(Records from a dataset)
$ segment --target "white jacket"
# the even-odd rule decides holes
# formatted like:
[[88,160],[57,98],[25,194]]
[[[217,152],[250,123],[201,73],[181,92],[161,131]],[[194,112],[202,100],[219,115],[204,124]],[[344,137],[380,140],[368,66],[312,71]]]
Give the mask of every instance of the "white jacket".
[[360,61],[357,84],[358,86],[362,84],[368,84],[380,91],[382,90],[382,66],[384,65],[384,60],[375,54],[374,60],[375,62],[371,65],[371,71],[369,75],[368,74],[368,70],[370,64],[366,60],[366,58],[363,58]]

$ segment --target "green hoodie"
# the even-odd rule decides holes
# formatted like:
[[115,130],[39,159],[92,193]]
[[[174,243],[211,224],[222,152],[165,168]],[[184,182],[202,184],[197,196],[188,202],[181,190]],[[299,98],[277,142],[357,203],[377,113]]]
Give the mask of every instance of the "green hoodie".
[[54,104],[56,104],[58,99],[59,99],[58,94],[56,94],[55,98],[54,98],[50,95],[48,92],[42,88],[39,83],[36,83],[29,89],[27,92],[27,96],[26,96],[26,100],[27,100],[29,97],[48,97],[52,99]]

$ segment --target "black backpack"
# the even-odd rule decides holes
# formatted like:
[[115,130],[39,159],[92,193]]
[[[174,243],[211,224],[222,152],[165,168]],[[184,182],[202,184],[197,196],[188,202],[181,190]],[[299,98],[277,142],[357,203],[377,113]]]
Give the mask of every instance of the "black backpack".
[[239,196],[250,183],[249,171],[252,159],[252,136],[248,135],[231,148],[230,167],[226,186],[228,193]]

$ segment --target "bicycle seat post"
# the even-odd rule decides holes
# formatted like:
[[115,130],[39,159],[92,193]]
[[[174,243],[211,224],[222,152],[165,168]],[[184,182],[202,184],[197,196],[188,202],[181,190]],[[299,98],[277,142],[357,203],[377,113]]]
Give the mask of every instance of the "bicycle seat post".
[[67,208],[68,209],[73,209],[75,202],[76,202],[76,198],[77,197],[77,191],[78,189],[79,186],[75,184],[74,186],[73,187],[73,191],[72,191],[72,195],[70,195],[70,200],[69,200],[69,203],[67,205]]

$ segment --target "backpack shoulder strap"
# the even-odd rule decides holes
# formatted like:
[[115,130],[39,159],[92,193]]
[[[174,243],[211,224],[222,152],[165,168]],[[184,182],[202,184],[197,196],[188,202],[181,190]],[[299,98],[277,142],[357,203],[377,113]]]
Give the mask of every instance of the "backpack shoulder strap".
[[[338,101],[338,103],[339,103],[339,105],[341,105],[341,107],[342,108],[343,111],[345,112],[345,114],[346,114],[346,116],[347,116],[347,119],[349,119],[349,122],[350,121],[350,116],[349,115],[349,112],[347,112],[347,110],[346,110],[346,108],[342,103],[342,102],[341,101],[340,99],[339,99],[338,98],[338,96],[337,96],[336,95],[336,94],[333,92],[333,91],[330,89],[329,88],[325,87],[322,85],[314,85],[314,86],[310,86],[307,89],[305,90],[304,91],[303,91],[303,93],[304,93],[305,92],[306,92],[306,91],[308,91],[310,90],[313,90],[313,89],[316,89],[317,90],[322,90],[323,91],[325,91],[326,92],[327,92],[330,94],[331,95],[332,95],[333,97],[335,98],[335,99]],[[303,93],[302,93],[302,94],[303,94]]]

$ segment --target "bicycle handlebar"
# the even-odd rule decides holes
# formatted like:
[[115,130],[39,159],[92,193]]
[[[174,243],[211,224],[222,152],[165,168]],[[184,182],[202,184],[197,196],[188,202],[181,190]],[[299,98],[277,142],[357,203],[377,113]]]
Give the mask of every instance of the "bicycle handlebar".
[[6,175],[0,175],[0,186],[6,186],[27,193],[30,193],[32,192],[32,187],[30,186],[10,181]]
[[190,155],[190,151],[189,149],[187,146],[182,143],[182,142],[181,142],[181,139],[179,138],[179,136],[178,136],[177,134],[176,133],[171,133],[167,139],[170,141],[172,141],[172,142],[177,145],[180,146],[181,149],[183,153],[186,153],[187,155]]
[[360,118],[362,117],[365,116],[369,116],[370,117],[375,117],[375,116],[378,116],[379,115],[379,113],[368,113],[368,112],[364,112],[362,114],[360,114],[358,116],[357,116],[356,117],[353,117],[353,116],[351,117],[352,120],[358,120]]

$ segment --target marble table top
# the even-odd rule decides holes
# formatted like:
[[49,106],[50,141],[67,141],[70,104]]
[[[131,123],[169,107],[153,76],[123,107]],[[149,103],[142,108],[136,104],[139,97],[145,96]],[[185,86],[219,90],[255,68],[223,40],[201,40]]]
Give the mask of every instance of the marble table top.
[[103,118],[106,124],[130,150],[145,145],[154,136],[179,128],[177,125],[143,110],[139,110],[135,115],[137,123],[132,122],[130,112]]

> GIVEN REQUEST
Begin with the line that contains "--target marble table top" and quote each line after it exactly, stopping after the last line of the data.

> SOLUTION TO THE PROBLEM
$ segment --target marble table top
# the even-odd rule decides holes
# formatted like:
[[49,106],[50,141],[67,141],[70,104]]
[[[131,123],[169,107],[153,76],[123,107]],[[149,103],[142,108],[136,104],[139,97],[145,96]],[[185,86],[219,90],[255,68],[223,40],[201,40]]]
Give the mask of every instance of the marble table top.
[[103,118],[106,124],[130,150],[145,145],[154,136],[179,128],[177,125],[143,110],[139,110],[135,115],[137,123],[132,122],[130,112]]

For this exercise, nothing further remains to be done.